WHAT YOU HAVE TO DO>
Which lines of the listing hold the string "snow"? Show each of them.

SUPPLIED DATA>
┄┄┄┄┄┄
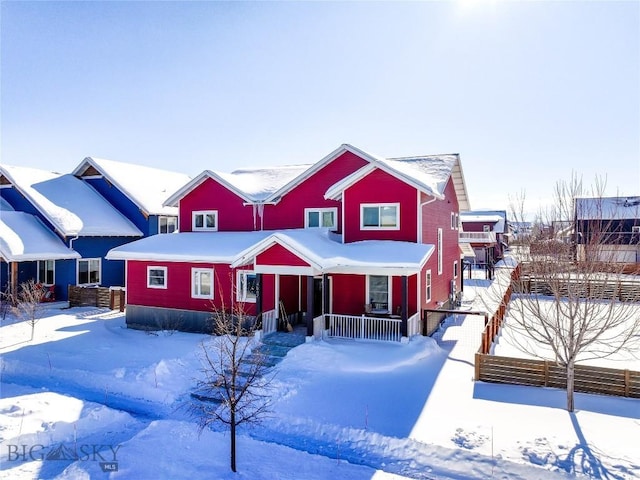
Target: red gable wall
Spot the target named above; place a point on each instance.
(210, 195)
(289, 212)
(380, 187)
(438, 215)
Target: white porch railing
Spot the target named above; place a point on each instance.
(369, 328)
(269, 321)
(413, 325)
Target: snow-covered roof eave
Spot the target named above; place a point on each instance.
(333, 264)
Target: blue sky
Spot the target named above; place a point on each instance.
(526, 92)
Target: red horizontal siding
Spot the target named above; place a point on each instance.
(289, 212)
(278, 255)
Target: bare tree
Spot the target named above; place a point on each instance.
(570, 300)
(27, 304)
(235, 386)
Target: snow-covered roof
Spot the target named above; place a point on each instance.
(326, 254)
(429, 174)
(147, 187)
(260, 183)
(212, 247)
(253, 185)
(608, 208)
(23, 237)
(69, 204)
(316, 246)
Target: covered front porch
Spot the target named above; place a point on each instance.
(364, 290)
┄┄┄┄┄┄
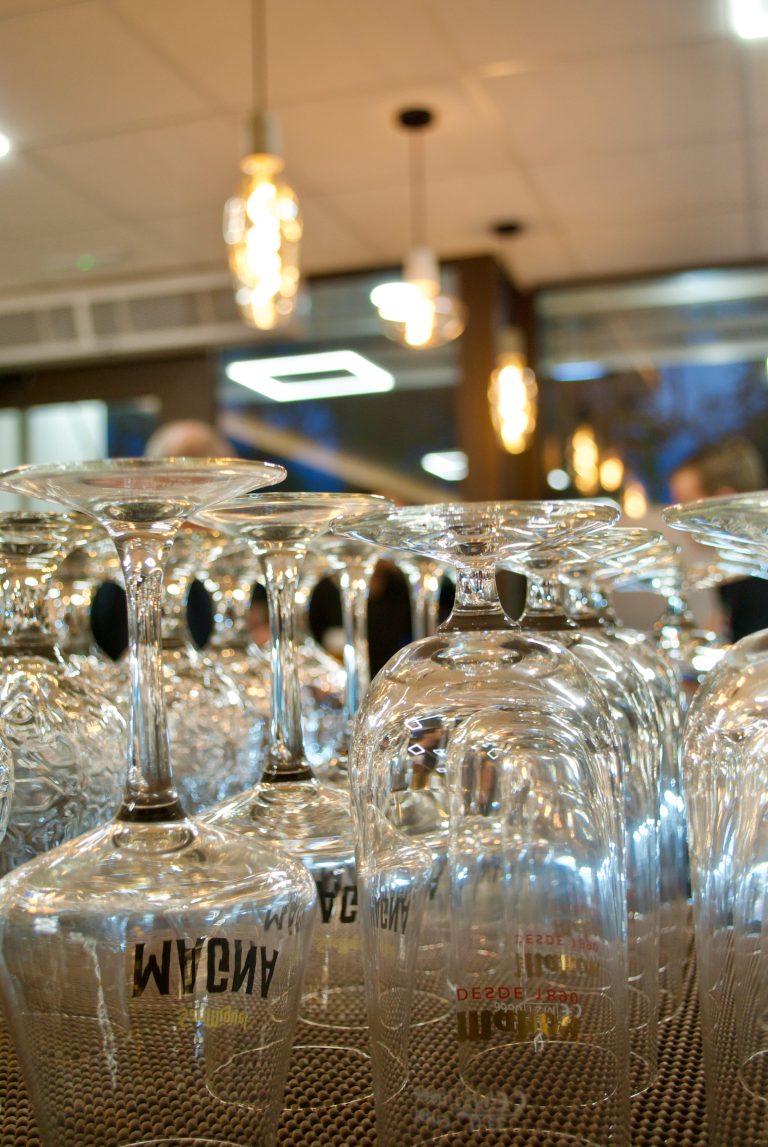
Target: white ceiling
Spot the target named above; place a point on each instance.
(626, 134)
┄┄┄┄┄┄
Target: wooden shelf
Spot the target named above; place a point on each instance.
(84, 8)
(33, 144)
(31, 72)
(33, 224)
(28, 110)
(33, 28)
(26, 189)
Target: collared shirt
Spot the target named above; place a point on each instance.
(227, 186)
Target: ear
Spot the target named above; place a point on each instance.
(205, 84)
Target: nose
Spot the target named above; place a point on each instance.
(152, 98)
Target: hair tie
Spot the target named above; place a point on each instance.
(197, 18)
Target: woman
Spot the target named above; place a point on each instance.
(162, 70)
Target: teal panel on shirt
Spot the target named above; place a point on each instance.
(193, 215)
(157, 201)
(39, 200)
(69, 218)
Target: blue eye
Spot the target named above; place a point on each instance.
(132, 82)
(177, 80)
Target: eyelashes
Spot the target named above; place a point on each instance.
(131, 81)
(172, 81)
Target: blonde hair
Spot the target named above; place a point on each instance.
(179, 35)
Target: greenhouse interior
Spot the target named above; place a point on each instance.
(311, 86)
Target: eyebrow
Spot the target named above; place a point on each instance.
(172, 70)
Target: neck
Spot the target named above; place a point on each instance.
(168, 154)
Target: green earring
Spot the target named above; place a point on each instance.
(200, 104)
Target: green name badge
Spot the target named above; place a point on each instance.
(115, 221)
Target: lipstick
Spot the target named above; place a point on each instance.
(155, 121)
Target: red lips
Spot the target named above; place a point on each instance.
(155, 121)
┄┄┄┄┄┄
YOUR SOLUTION>
Target: snow-covered roof eave
Target: snow-covered roof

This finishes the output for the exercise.